▶ Directions
Everything from the line with "as [[367, 609]]." through the last line of the records below should be copied exactly, both ends included.

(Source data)

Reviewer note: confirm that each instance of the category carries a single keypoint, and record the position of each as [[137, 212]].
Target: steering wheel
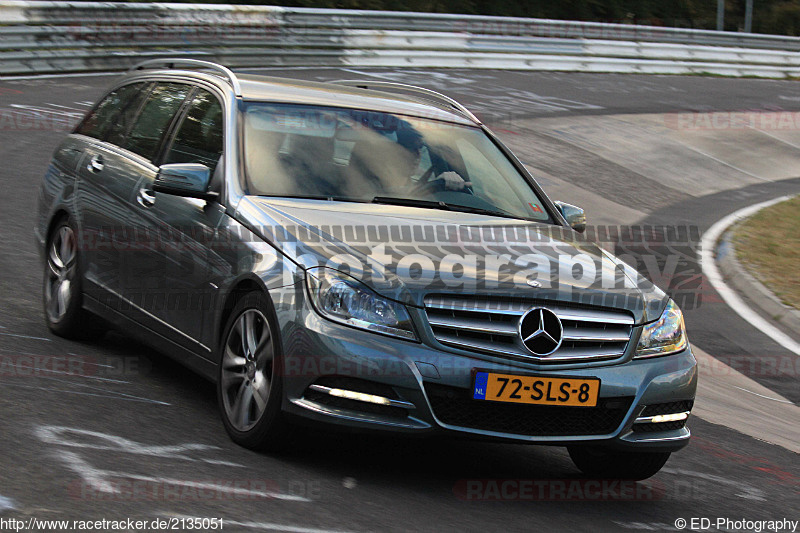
[[436, 185]]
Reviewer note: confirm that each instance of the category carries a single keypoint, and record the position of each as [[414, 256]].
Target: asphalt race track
[[626, 147]]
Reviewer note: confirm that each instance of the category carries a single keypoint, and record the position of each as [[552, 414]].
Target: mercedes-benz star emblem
[[541, 331]]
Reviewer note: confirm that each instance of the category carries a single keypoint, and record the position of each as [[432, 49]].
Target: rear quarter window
[[105, 113]]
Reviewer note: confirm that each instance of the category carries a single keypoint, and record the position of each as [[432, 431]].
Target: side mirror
[[185, 179], [574, 215]]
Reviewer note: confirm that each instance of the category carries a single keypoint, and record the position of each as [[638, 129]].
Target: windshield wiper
[[444, 206], [329, 198]]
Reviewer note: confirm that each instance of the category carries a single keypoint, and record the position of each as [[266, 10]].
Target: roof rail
[[195, 64], [402, 87]]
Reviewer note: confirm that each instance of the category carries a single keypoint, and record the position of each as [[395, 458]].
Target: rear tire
[[249, 382], [62, 289], [601, 463]]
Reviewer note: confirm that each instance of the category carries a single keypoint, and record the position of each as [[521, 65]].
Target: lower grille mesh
[[454, 406]]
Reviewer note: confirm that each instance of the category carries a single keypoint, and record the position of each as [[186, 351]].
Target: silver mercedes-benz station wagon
[[363, 254]]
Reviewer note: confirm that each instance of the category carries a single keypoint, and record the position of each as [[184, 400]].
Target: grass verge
[[768, 245]]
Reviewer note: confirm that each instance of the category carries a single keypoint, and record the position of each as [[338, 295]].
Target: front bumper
[[417, 374]]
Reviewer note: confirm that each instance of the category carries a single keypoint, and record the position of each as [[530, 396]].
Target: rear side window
[[105, 113], [157, 113], [126, 117], [199, 138]]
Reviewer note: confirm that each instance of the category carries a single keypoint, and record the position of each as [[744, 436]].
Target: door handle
[[96, 164], [146, 197]]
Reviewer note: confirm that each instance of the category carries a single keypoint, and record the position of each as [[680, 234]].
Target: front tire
[[62, 290], [249, 384], [611, 464]]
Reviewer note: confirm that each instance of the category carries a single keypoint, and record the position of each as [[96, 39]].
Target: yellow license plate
[[577, 392]]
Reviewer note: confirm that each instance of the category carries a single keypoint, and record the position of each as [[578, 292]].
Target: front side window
[[105, 114], [157, 113], [199, 138], [353, 155]]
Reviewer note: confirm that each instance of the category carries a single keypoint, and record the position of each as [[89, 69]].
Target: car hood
[[408, 253]]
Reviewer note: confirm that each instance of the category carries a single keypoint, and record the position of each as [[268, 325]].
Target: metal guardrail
[[45, 37]]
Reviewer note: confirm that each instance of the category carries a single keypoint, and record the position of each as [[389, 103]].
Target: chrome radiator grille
[[492, 326]]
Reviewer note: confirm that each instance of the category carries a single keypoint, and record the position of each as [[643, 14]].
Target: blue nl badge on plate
[[481, 378]]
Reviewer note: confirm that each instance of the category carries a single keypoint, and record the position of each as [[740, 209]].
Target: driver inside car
[[411, 141]]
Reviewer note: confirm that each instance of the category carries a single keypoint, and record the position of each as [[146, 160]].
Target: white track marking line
[[63, 373], [15, 352], [707, 249], [75, 109], [59, 436], [25, 336], [126, 397], [50, 76], [106, 391], [212, 487]]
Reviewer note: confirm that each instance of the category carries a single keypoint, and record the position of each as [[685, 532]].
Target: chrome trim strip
[[594, 334], [151, 315], [519, 308], [579, 355], [393, 403], [496, 328], [649, 419], [319, 409], [667, 439]]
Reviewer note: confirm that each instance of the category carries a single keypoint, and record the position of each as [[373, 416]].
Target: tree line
[[769, 16]]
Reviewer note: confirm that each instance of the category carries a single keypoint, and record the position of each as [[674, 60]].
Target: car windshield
[[365, 156]]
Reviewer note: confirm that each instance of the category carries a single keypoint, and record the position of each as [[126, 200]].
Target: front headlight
[[344, 299], [664, 336]]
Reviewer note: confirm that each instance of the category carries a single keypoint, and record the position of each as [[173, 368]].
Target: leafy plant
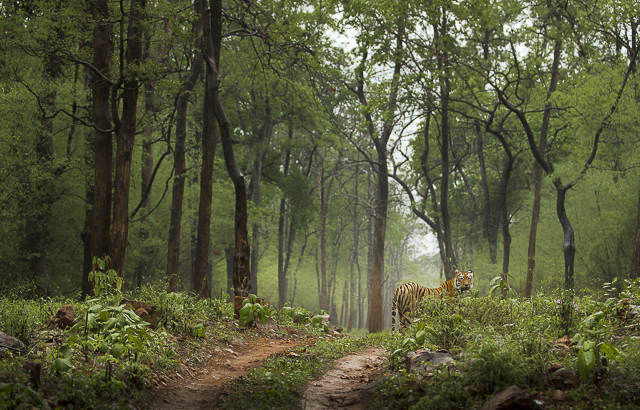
[[106, 282], [594, 330], [252, 308]]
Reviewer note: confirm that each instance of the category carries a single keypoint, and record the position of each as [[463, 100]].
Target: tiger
[[407, 297]]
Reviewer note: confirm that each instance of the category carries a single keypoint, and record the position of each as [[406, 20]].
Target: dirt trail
[[203, 389], [346, 385]]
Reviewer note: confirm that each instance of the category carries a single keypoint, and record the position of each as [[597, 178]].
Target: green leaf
[[117, 350], [35, 396], [610, 351], [62, 365], [64, 351]]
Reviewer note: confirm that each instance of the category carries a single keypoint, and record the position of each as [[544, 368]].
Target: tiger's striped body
[[407, 297]]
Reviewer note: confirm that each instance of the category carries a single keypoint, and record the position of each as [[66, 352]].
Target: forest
[[318, 154]]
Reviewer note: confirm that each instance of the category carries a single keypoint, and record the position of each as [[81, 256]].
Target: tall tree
[[179, 161]]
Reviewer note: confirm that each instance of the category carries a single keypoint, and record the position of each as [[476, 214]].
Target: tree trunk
[[450, 259], [282, 278], [212, 44], [379, 231], [103, 146], [634, 272], [200, 282], [125, 136], [261, 142], [322, 289], [568, 244], [354, 254], [544, 130], [146, 173], [179, 163], [535, 217]]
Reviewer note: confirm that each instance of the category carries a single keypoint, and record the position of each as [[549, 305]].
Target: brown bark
[[353, 260], [103, 146], [125, 136], [322, 197], [212, 43], [200, 276], [634, 272], [180, 168], [544, 130], [282, 278]]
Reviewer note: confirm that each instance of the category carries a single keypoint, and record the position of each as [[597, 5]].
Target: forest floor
[[344, 386]]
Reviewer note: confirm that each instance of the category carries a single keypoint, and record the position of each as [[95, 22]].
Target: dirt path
[[346, 385], [203, 389]]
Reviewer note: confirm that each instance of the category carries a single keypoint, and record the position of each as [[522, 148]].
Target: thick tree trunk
[[180, 168], [103, 146], [200, 279], [212, 44], [282, 278], [379, 231], [125, 135]]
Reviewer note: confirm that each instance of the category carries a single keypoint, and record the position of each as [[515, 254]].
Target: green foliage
[[252, 308], [277, 382], [106, 282]]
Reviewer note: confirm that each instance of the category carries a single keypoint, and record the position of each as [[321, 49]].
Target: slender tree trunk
[[125, 135], [282, 278], [85, 235], [533, 231], [535, 213], [146, 173], [568, 245], [322, 194], [450, 258], [354, 254], [634, 272], [103, 146]]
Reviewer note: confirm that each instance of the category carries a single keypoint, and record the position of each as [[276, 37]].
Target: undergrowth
[[277, 382], [499, 341]]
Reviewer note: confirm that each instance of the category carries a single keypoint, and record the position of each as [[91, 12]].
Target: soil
[[344, 386], [347, 384]]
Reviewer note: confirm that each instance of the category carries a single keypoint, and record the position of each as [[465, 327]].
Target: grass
[[496, 342], [500, 342], [277, 382]]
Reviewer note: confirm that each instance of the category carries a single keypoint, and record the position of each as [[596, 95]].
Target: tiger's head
[[463, 281]]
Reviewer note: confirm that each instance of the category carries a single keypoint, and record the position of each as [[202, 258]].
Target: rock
[[326, 319], [271, 323], [559, 395], [9, 344], [64, 318], [144, 311], [423, 360], [511, 398]]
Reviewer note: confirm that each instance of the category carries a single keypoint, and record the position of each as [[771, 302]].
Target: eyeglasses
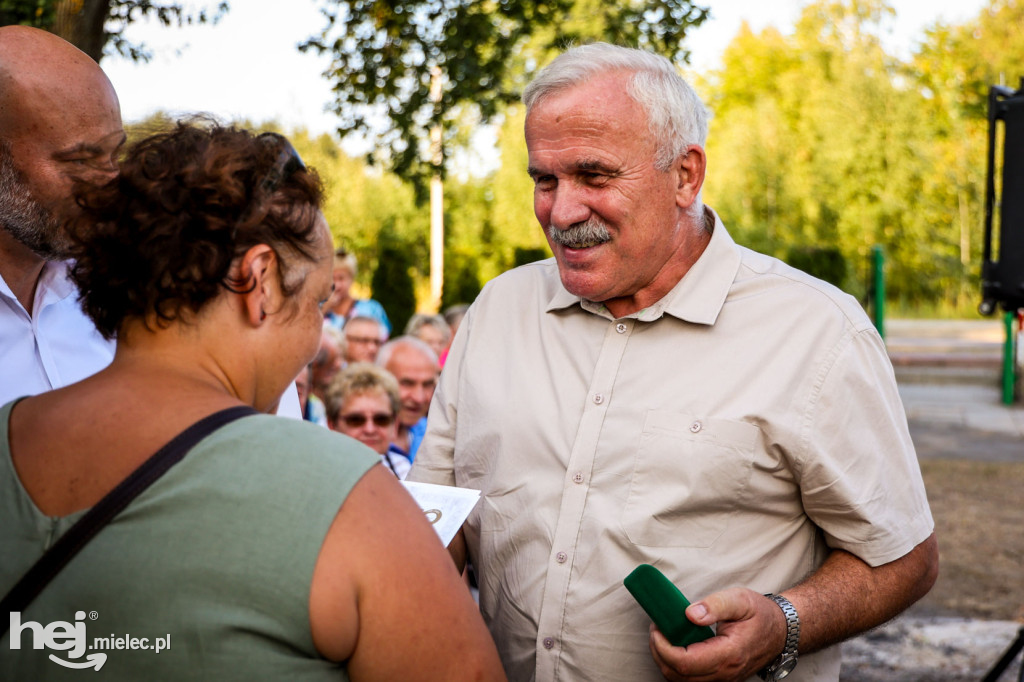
[[288, 162], [365, 340], [380, 419]]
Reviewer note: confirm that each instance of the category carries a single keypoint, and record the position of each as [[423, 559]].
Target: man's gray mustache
[[581, 235]]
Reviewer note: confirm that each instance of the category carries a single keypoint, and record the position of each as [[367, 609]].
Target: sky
[[248, 67]]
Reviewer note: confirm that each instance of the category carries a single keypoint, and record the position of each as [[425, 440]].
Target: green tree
[[386, 55], [96, 27], [819, 139], [392, 281]]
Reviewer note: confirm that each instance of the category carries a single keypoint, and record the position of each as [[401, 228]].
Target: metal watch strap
[[786, 661]]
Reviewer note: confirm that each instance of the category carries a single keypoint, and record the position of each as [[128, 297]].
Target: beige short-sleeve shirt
[[730, 435]]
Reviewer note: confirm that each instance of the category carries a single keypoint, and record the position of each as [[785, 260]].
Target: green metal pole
[[879, 270], [1008, 359]]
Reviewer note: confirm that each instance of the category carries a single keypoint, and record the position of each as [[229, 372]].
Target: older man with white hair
[[415, 366], [656, 393]]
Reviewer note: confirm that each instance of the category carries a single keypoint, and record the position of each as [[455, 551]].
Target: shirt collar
[[53, 285], [697, 298]]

▶ Exercise answer
Reviewer note: confirm that each instance of the category carries a single keypoint, and record the position of each as [[367, 609]].
Target: sky
[[248, 67]]
Reviewer note: confirm that each instance of the category carries a single keypoint, and record the position of each as [[425, 440]].
Target: green tree
[[386, 55], [96, 27], [819, 139], [392, 281]]
Reviewer note: confirm that each instance of the category carries a single keypoint, and record the position of each as [[401, 228]].
Target: metal watch strap
[[786, 661]]
Reviewer note: confirm that each instance of the category carries a single keypoint, and record the position of each as [[128, 297]].
Target: beige short-sleeve shirt
[[730, 435]]
Reviewer note: confirm that each instance of the category carries a single keypoint, and record the position of each as [[785, 260]].
Target: green metal pole
[[879, 270], [1008, 359]]
Reviewer note: confirm that each instance of the category carries a single keypoint, and record the position of each as [[229, 372]].
Target: older man with white hair
[[415, 366], [656, 393]]
Reviewer note: confirm that each instance of the category carries a single keypoint, and record the position of each as [[455, 551]].
Target: shirt collar
[[53, 285], [697, 298]]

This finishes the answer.